_RECORDS SHOWN:_
----

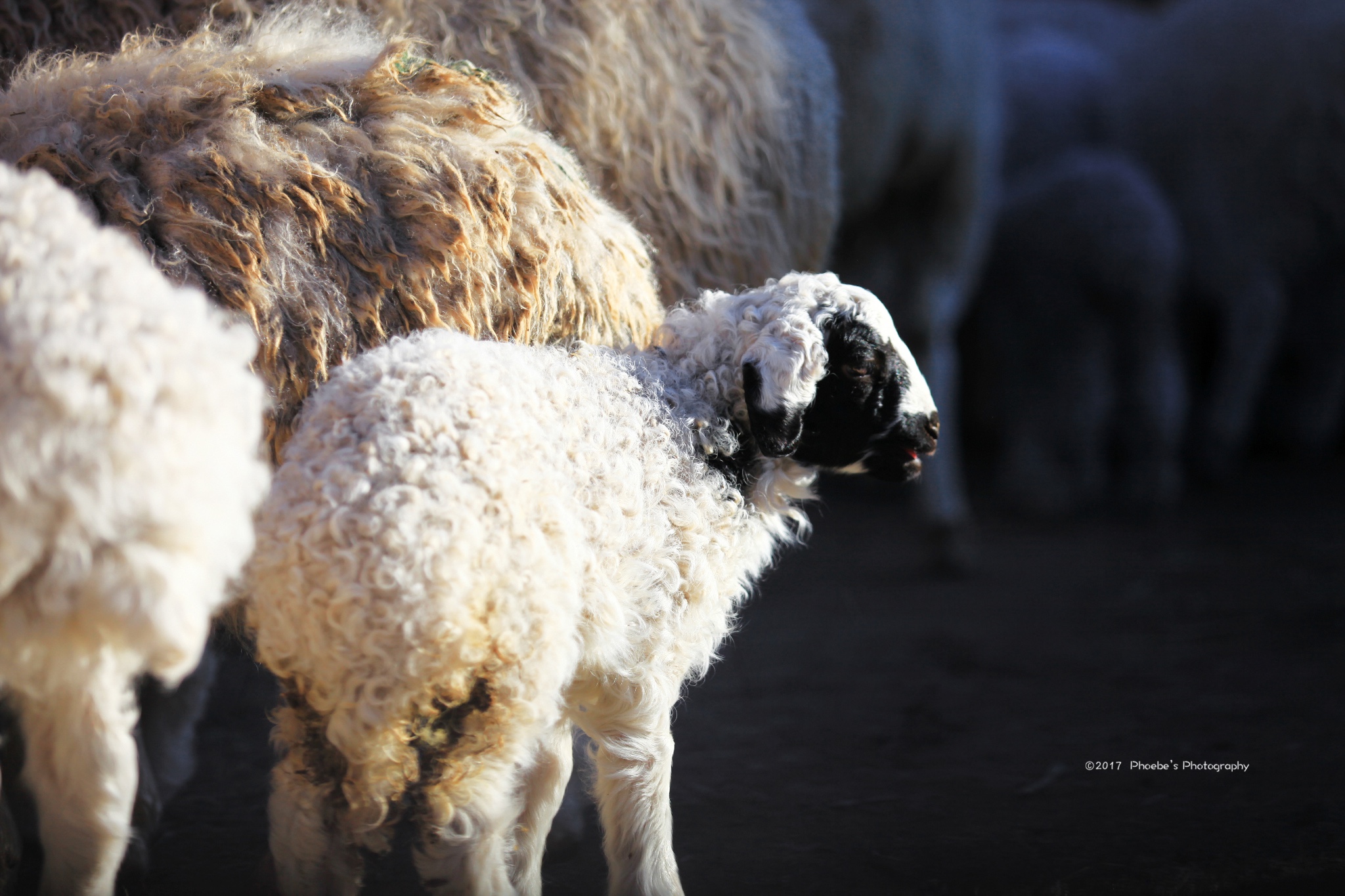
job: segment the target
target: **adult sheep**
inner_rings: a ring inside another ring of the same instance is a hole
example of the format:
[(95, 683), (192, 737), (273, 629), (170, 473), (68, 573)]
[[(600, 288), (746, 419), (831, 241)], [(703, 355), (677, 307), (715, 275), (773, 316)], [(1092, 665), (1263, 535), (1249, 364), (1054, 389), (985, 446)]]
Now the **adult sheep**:
[(843, 222), (833, 266), (886, 302), (943, 408), (920, 489), (935, 560), (971, 563), (958, 326), (994, 226), (991, 0), (808, 0), (837, 66)]
[(1120, 55), (1123, 144), (1185, 231), (1189, 450), (1205, 476), (1231, 470), (1254, 420), (1299, 451), (1340, 434), (1342, 46), (1332, 0), (1188, 0)]
[(36, 803), (42, 892), (110, 896), (134, 680), (196, 665), (253, 547), (256, 337), (40, 172), (0, 167), (0, 693), (26, 746), (4, 786)]
[[(1010, 11), (1003, 197), (963, 333), (968, 429), (1020, 509), (1162, 504), (1181, 484), (1181, 228), (1153, 177), (1116, 148), (1111, 54), (1057, 21), (1108, 11)], [(1119, 35), (1142, 13), (1114, 15)]]
[(433, 893), (538, 893), (597, 744), (612, 893), (679, 893), (671, 711), (818, 469), (901, 481), (937, 414), (892, 318), (834, 275), (675, 309), (652, 351), (425, 332), (305, 408), (258, 514), (249, 622), (286, 697), (286, 896), (355, 893), (401, 807)]
[[(273, 0), (0, 8), (0, 52), (113, 50), (151, 26), (246, 20)], [(511, 82), (656, 250), (668, 304), (826, 261), (835, 83), (798, 0), (328, 0)], [(7, 20), (5, 16), (9, 16)]]
[(625, 345), (662, 318), (644, 239), (508, 87), (354, 15), (30, 59), (0, 121), (0, 159), (250, 318), (277, 455), (304, 396), (390, 336)]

----

Rename "adult sheep" to "grown sheep" in the listing and give back the lines from its start through the line holding "16), (9, 16)]]", inclusive, otherwise unchanged. Leave the pictures out of your answer.

_WORKED ANSWER:_
job: segment the target
target: **grown sheep**
inner_rings: a ring inside another ring of the same instance is a hole
example of the format:
[(95, 683), (192, 737), (273, 629), (170, 473), (68, 573)]
[[(600, 288), (746, 419), (831, 241)], [(703, 355), (677, 307), (715, 275), (773, 316)], [(1092, 665), (1263, 535), (1249, 364), (1054, 389), (985, 446)]]
Now the **grown sheep**:
[(843, 222), (833, 266), (886, 302), (943, 408), (920, 489), (935, 560), (971, 563), (958, 326), (994, 226), (991, 0), (808, 0), (837, 66)]
[(1120, 55), (1123, 144), (1185, 231), (1189, 450), (1205, 476), (1231, 470), (1254, 420), (1299, 451), (1340, 434), (1342, 46), (1332, 0), (1188, 0)]
[(36, 803), (42, 892), (110, 896), (134, 680), (196, 665), (253, 547), (256, 337), (40, 172), (0, 167), (0, 693), (26, 746), (4, 786)]
[[(1010, 11), (1003, 197), (963, 333), (968, 429), (1020, 509), (1162, 504), (1181, 484), (1181, 228), (1153, 177), (1116, 148), (1111, 54), (1057, 21), (1108, 11)], [(1119, 35), (1142, 13), (1114, 15)]]
[(433, 893), (538, 893), (597, 744), (612, 893), (679, 893), (671, 711), (818, 469), (901, 481), (937, 414), (892, 318), (834, 275), (675, 309), (652, 351), (425, 332), (305, 408), (258, 514), (249, 622), (286, 697), (286, 896), (355, 893), (401, 807)]
[[(273, 0), (0, 8), (0, 52), (113, 50), (151, 26), (246, 20)], [(511, 82), (656, 250), (668, 304), (826, 261), (835, 83), (798, 0), (328, 0)], [(7, 20), (5, 16), (9, 16)]]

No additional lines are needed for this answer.